"""
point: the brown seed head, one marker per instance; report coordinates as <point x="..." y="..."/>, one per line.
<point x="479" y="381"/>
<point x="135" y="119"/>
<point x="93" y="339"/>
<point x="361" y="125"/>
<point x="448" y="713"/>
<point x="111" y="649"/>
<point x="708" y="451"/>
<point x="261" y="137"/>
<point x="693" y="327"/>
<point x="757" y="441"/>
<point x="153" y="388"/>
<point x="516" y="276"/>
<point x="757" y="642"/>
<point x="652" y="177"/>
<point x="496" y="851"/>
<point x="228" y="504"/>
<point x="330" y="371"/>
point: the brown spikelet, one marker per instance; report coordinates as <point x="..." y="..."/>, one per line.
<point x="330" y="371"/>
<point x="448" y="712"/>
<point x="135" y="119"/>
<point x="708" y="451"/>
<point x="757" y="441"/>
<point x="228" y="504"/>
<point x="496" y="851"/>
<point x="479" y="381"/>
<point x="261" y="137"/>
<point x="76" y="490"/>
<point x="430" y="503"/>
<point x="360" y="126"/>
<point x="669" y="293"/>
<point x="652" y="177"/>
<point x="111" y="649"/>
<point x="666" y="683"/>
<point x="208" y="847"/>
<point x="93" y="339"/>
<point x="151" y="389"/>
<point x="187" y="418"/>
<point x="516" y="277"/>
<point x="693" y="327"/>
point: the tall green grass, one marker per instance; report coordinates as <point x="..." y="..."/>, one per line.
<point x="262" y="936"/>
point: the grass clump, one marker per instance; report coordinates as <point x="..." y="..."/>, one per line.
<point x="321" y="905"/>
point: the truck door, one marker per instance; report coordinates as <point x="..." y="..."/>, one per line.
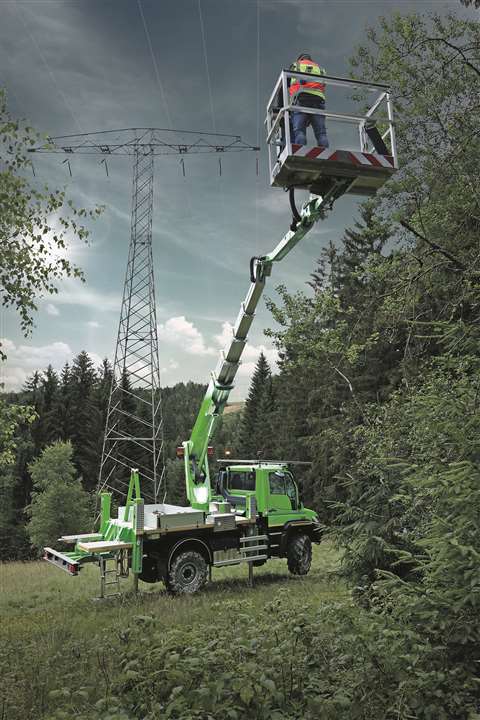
<point x="283" y="493"/>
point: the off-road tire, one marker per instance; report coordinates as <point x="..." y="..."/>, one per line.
<point x="299" y="554"/>
<point x="188" y="573"/>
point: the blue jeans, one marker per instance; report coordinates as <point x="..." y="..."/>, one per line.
<point x="299" y="126"/>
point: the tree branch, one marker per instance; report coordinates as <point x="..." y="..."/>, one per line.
"""
Exercise:
Only exact duplicates of the lines from the one containing "point: the truck" through the final line of the entries, both included, are needed, with pictures left out.

Output of the task:
point: the truck door, one marker per instance; report coordinates as <point x="..." y="..."/>, one per line.
<point x="283" y="493"/>
point: the off-road tire, one marker per instance; report coordinates as <point x="..." y="..."/>, one per line.
<point x="299" y="554"/>
<point x="188" y="573"/>
point: the blue jeans, one marker per instance; report coordinates as <point x="..." y="..."/>, one per line.
<point x="299" y="126"/>
point: the tree branch, one marker per instance; report coordinates as <point x="..." y="..."/>, one per line.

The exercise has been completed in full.